───── ТЕКСТ

То же и в архиве нашей памяти. И в ней есть свои шкафы, ящики, коробки и коробочки. ‹…› Как в них найти те «бисеринки» эмоциональных воспоминаний, впервые мелькнувшие и навсегда исчезнувшие, как метеоры, на мгновение озаряющие и навсегда скрывающиеся? Когда они являются и вспыхивают в нас (как образ серба с обезьяной), будьте благодарны Аполлону, ниспославшему вам эти видения, но не мечтайте вернуть навсегда исчезнувшее чувство. Завтра вместо серба вам вспомнится что-то другое.
В конце двадцатых или начале тридцатых годов, читая третий том марксовского собрания сочинений Бунина, поэт Дмитрий Кедрин написал на полях против последних строф стихотворения «С обезьяной» (1907): «Ходасевич отсюда взял, но у него лучше»[16]. И действительно, редкая из работ, посвященных «Обезьяне», обходится без сопоставления с бунинскими стихами – а то и без утверждения, что второй из этих текстов «непосредственно инициирован»[17] первым.
Ай, тяжела турецкая шарманка!
Бредет худой, согнувшийся хорват
По дачам утром. В юбке обезьянка
Бежит за ним, смешно поднявши зад.
И детское и старческое что-то
В ее глазах печальных. Как цыган,
Сожжен хорват. Пыль, солнце, зной, забота.
Далеко от Одессы на Фонтан!
Ограды дач еще в живом узоре –
В тени акаций. Солнце из-за дач
Глядит в листву. В аллеях блещет море…
День будет долог, светел и горяч.
И будет сонно, сонно. Черепицы
Стеклом светиться будут. Промелькнет
Велосипед бесшумным махом птицы,
Да прогремит в немецкой фуре лед.
Ай, хорошо напиться! Есть копейка,
А вон киоск: большой стакан воды
Даст с томною улыбкою еврейка…
Но путь далек… Сады, сады, сады…
Зверок устал, – взор старичка-ребенка
Томит тоской. Хорват от жажды пьян.
Но пьет зверок: лиловая ладонка
Хватает жадно пенистый стакан.

──────────
───── ЗАПИСИ НАБОРА ДАННЫХ

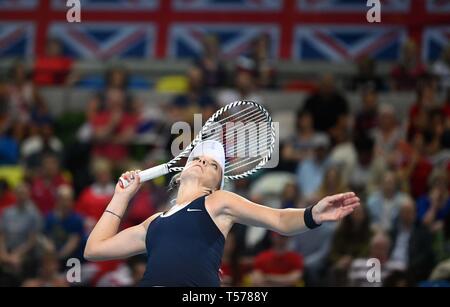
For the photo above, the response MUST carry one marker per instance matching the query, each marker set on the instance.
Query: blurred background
(361, 106)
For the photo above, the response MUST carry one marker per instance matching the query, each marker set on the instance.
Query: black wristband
(309, 221)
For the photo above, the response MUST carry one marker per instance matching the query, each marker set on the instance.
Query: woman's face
(206, 169)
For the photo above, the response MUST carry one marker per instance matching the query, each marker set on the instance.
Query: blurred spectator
(314, 245)
(412, 243)
(290, 197)
(278, 267)
(366, 76)
(441, 69)
(310, 172)
(7, 197)
(93, 199)
(45, 184)
(434, 207)
(53, 68)
(48, 274)
(245, 86)
(351, 240)
(409, 70)
(19, 227)
(380, 246)
(211, 65)
(327, 98)
(301, 146)
(384, 203)
(332, 183)
(126, 274)
(113, 128)
(361, 178)
(366, 120)
(388, 133)
(64, 228)
(417, 166)
(35, 146)
(419, 111)
(22, 93)
(265, 72)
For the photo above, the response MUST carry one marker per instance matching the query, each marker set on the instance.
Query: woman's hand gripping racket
(246, 132)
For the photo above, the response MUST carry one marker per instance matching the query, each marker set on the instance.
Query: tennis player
(185, 244)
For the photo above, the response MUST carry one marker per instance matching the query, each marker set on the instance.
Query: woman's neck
(189, 190)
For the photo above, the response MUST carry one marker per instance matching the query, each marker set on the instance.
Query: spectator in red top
(278, 266)
(45, 184)
(7, 197)
(53, 68)
(407, 72)
(419, 111)
(94, 198)
(113, 127)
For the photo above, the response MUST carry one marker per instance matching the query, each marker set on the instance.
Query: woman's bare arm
(283, 221)
(104, 242)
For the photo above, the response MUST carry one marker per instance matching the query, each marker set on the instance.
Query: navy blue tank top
(184, 249)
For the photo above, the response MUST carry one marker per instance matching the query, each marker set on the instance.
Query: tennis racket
(246, 132)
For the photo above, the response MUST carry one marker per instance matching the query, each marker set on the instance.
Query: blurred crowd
(59, 173)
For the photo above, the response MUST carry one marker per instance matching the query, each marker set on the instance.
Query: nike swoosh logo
(190, 210)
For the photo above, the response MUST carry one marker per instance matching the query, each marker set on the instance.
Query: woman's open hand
(335, 207)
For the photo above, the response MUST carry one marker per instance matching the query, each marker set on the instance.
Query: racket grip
(147, 174)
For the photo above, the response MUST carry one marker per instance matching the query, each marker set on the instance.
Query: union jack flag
(435, 40)
(16, 39)
(234, 39)
(110, 4)
(438, 6)
(105, 41)
(351, 5)
(331, 30)
(344, 43)
(18, 4)
(208, 5)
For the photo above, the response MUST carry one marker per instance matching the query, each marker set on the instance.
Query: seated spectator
(301, 146)
(93, 199)
(327, 98)
(290, 197)
(211, 64)
(34, 147)
(416, 167)
(310, 172)
(332, 183)
(278, 267)
(384, 203)
(426, 101)
(48, 274)
(265, 72)
(434, 207)
(351, 240)
(441, 69)
(7, 197)
(366, 77)
(366, 120)
(409, 70)
(244, 84)
(314, 245)
(361, 177)
(46, 182)
(52, 68)
(388, 133)
(378, 257)
(113, 128)
(64, 228)
(412, 243)
(19, 226)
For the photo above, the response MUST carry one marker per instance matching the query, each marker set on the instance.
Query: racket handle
(147, 174)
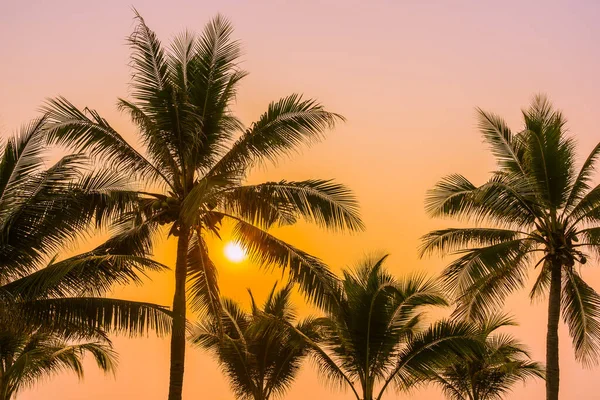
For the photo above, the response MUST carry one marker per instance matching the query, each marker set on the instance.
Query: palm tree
(536, 211)
(41, 210)
(372, 335)
(28, 356)
(181, 105)
(491, 373)
(260, 358)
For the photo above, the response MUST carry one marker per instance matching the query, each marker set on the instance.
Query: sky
(407, 75)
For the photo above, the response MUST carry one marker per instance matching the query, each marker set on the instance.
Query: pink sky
(406, 74)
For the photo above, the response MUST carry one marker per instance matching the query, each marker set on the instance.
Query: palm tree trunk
(552, 367)
(179, 318)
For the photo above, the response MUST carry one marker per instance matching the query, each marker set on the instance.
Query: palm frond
(312, 275)
(286, 125)
(581, 312)
(97, 313)
(323, 202)
(203, 287)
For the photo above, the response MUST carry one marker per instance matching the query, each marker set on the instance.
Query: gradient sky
(406, 74)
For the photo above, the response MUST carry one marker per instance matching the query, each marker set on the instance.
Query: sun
(234, 252)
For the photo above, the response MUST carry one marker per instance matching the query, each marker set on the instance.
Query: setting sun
(234, 252)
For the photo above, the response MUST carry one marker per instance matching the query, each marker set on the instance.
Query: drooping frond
(450, 240)
(312, 275)
(203, 287)
(581, 186)
(436, 347)
(28, 357)
(96, 313)
(506, 147)
(323, 202)
(581, 312)
(90, 133)
(483, 277)
(91, 273)
(286, 125)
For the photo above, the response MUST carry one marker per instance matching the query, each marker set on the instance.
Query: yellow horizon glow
(234, 252)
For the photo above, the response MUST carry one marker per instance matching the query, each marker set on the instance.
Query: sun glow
(234, 252)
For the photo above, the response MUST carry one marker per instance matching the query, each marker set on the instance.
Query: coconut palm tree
(373, 336)
(197, 155)
(491, 373)
(260, 358)
(28, 356)
(41, 210)
(535, 212)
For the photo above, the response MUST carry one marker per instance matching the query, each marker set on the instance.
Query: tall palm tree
(27, 356)
(491, 373)
(373, 336)
(197, 154)
(260, 358)
(535, 211)
(43, 209)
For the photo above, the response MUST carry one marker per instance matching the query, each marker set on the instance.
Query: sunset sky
(407, 75)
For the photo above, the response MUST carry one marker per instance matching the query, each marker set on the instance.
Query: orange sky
(406, 74)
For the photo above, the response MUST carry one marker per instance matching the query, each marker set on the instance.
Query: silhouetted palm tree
(28, 356)
(260, 358)
(372, 335)
(491, 373)
(41, 210)
(181, 105)
(541, 213)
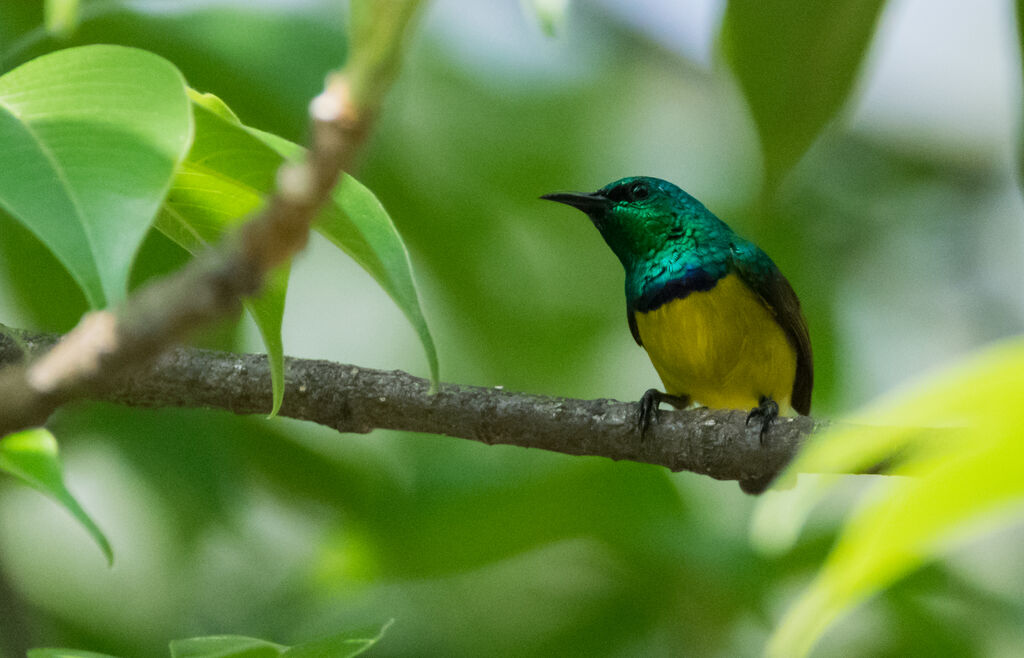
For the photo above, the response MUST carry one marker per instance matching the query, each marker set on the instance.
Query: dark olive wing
(779, 296)
(631, 318)
(765, 278)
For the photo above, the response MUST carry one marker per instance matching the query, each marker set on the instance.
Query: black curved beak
(589, 204)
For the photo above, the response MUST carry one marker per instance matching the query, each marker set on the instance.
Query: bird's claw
(764, 413)
(647, 408)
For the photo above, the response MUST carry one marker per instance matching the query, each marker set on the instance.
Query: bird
(722, 325)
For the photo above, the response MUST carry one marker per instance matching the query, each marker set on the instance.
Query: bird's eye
(631, 192)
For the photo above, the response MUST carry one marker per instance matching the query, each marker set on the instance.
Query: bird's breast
(722, 347)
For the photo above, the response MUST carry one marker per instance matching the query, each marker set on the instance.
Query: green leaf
(91, 138)
(224, 178)
(956, 437)
(345, 645)
(32, 456)
(796, 61)
(550, 14)
(225, 647)
(61, 17)
(357, 224)
(65, 653)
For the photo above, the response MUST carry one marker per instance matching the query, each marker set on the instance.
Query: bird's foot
(763, 414)
(647, 407)
(759, 420)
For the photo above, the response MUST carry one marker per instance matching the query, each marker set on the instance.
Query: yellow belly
(722, 348)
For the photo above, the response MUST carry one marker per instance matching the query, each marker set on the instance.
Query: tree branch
(349, 398)
(105, 345)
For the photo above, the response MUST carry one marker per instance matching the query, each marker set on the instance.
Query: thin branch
(349, 398)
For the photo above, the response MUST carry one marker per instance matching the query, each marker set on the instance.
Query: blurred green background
(900, 229)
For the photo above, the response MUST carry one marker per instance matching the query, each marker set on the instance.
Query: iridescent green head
(650, 223)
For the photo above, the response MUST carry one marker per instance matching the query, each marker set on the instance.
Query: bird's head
(638, 216)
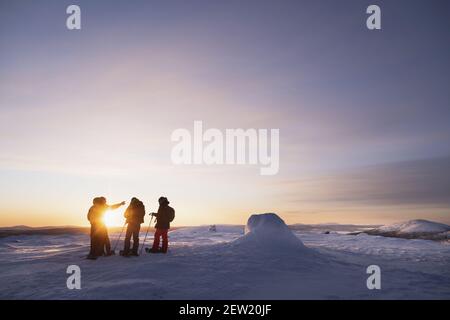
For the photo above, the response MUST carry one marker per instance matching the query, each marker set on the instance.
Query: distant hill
(25, 230)
(414, 229)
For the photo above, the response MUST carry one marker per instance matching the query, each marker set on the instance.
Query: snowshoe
(151, 250)
(124, 254)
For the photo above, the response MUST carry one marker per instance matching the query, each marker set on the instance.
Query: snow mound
(416, 226)
(269, 232)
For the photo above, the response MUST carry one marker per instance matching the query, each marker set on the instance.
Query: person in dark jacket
(164, 217)
(135, 216)
(100, 244)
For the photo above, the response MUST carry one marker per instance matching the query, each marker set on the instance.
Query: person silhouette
(164, 217)
(134, 216)
(100, 244)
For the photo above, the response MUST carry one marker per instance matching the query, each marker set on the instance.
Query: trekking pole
(118, 239)
(145, 238)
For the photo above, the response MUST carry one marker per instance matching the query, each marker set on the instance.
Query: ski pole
(145, 238)
(120, 235)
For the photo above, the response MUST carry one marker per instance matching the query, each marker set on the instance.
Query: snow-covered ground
(268, 262)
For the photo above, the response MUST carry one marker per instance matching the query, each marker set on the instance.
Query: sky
(363, 114)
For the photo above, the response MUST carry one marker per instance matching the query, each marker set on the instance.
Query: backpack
(171, 215)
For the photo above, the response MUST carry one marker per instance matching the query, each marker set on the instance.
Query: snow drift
(269, 232)
(414, 229)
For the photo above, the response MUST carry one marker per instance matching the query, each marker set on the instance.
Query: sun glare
(113, 218)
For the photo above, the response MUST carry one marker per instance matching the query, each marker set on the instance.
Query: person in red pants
(164, 217)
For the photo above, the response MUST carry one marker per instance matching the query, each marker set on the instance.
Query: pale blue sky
(363, 115)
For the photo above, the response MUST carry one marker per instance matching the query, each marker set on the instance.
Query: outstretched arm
(117, 205)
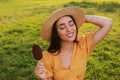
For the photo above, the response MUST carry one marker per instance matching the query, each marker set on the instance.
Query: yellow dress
(81, 52)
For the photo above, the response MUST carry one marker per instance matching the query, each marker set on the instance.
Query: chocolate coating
(37, 52)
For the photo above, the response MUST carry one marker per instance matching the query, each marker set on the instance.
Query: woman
(67, 55)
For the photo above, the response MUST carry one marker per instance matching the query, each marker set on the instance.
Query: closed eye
(71, 23)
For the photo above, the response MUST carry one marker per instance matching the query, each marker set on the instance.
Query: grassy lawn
(20, 24)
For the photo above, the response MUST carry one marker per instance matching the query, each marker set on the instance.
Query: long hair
(55, 43)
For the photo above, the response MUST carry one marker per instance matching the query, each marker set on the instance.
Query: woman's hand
(104, 25)
(40, 71)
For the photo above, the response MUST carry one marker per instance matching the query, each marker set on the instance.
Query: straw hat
(73, 11)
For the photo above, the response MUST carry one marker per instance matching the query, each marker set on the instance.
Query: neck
(66, 47)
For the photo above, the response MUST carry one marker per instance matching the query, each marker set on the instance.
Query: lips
(70, 34)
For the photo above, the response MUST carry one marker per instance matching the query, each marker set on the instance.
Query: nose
(68, 28)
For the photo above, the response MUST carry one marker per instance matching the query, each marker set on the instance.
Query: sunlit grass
(20, 24)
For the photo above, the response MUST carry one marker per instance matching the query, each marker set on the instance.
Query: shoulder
(88, 36)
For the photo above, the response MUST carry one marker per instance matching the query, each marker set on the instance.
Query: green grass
(20, 23)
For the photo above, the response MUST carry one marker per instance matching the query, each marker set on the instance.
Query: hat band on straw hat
(73, 11)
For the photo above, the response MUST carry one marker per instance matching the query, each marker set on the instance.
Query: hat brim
(73, 11)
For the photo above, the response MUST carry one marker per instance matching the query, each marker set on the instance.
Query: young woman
(67, 55)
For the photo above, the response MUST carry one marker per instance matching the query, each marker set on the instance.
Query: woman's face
(66, 28)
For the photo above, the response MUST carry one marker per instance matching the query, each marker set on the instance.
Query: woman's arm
(104, 24)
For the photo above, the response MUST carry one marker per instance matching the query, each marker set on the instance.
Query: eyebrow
(64, 23)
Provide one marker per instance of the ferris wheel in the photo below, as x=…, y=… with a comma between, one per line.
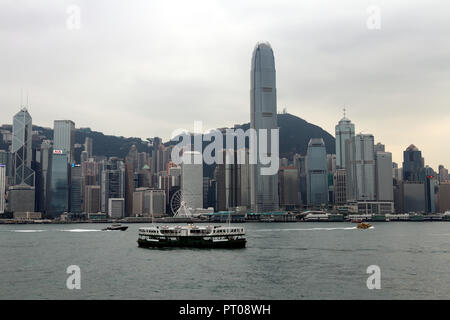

──────────

--- ЗАДАНИЯ ---
A: Перепишите отрывок текста от «В конце двадцатых» до «солнце, зной, забота.», поменяв «хорват» на «серб».
B: Какую запись, согласно тексту, поэт Дмитрий Кедрин оставил на полях против последних строф стихотворения «С обезьяной»?

--- ОТВЕТЫ ---
A:
В конце двадцатых или начале тридцатых годов, читая третий том марксовского собрания сочинений Бунина, поэт Дмитрий Кедрин написал на полях против последних строф стихотворения «С обезьяной» (1907): «Ходасевич отсюда взял, но у него лучше»[16]. И действительно, редкая из работ, посвященных «Обезьяне», обходится без сопоставления с бунинскими стихами – а то и без утверждения, что второй из этих текстов «непосредственно инициирован»[17] первым.
Ай, тяжела турецкая шарманка!
Бредет худой, согнувшийся серб
По дачам утром. В юбке обезьянка
Бежит за ним, смешно поднявши зад.
И детское и старческое что-то
В ее глазах печальных. Как цыган,
Сожжен серб. Пыль, солнце, зной, забота.

B: «Ходасевич отсюда взял, но у него лучше».